(Stored items from a collection)
>> Begin

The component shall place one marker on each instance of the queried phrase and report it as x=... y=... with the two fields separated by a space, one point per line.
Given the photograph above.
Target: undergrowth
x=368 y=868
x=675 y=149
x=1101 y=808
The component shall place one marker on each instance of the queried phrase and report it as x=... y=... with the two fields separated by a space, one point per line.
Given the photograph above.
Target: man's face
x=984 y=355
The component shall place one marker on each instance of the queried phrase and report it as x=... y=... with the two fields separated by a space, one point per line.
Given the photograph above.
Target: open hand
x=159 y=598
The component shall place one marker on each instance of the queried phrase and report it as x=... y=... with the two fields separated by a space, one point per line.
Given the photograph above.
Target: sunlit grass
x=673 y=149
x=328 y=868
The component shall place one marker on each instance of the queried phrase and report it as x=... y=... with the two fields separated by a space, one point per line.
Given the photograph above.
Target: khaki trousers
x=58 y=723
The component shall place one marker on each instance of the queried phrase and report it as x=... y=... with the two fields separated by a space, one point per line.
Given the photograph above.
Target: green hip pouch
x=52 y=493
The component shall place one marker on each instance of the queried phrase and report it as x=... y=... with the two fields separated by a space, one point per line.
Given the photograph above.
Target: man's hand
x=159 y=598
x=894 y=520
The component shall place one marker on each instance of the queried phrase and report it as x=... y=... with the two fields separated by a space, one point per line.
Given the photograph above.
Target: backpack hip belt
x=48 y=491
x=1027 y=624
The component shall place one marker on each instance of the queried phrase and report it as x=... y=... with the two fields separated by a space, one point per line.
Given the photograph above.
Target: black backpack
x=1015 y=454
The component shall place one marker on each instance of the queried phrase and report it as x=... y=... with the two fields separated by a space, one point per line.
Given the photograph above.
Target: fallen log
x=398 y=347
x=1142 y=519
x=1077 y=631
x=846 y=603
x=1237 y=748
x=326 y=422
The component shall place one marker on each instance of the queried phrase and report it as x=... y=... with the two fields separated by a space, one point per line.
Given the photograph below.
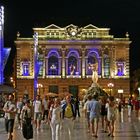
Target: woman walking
x=55 y=118
x=26 y=118
x=111 y=115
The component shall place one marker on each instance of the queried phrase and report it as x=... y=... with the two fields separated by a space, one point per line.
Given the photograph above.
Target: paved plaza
x=126 y=128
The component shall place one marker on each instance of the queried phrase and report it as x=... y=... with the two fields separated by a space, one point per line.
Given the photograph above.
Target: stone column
x=102 y=59
x=63 y=63
x=83 y=63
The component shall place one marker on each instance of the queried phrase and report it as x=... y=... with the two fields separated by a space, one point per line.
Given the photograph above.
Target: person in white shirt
x=19 y=108
x=10 y=113
x=37 y=112
x=55 y=118
x=87 y=112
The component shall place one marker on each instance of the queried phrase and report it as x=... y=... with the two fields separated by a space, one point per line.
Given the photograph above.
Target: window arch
x=92 y=58
x=53 y=64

>> End

The request - Repeat every item above word for word, but omit the pictures from what you output.

Result for this exercise -
The component shall place one marker on each instance of the queried phrase and report it as x=... y=... with the two fields separated by a space, one point per line.
Given the photograph above.
Target: undergrowth
x=368 y=868
x=675 y=149
x=1101 y=808
The component shall place one marker on each instance of the queried phrase and report it as x=... y=... with the two fields separated by a space, one point per line.
Given the photograph above.
Target: man's face
x=984 y=355
The component shall place one marker on each instance of the queried phrase and report it as x=... y=... with the two fields separated by a space, one point per line.
Given the photograph above.
Target: open hand
x=159 y=598
The component shall place one marker on each instance of the queried phrase and report it as x=... y=... with the two fields separated by a space, one point per line.
Given the photograph above.
Target: sunlit grass
x=673 y=149
x=328 y=868
The component shall place one marker on each instance of the queried phrase and report it as x=... y=... with the two fields separated by a space, one point per line.
Given the photograph above.
Target: khaki trousers
x=58 y=723
The component shall place one marker on each instance of the queried phrase and report it as x=... y=... with the two fields separated by a space, one point per line.
Given the photograph above.
Target: green hip pouch
x=52 y=493
The component shall place one marker on each instance of the queried phrase and report it as x=... y=... with the two fields separated by a space, one point per line.
Given the photograph above.
Target: man's hand
x=159 y=598
x=894 y=520
The component shall place one marker on each instance of the queried phrase and report it as x=... y=... with the two fields separated by a space, one point per line.
Given the photograph above.
Target: backpack hip belt
x=48 y=491
x=1027 y=624
The component shall place one marker on each instance of the queried phrase and report it as x=... y=... with the two fields separated by a space, one point per line.
Given the photograph above.
Target: black backpack
x=1015 y=454
The component shall place one marker on each instance of the queried phrase and report it as x=... y=... with the two fields separated by a space, one point per line.
Given the photograph above.
Target: fallen log
x=398 y=347
x=1142 y=519
x=1077 y=631
x=846 y=603
x=1237 y=748
x=326 y=422
The component shall place one marker on each instance of the queried phrase and report it as x=... y=... with the two fields separated by a space, one point per line.
Given the photograph below.
Target: woman walking
x=55 y=118
x=26 y=118
x=111 y=115
The component shall place one marker on each instance of the queried phrase and report it as x=... y=... with the two fields separated by a space, one point per line.
Given the photograph above.
Target: paved plaza
x=126 y=128
The component shall place one marker on each instance of the queried phrase and report it as x=... y=... with the two fields separated by a space, one point per line.
Given the photograph above.
Target: stone column
x=102 y=59
x=63 y=63
x=83 y=63
The component shall place one marker on each instance of the queried phrase and report it as x=... y=... with the two fields separated by a space, one point per line.
Given the photograph above.
Target: person in white shirt
x=19 y=108
x=10 y=113
x=37 y=112
x=55 y=118
x=87 y=112
The component shall place one marker on each instance of the queried phrase and report it as x=... y=... with the two fields separated by a space, one point per line.
Given the photograph above.
Target: window arch
x=92 y=58
x=53 y=64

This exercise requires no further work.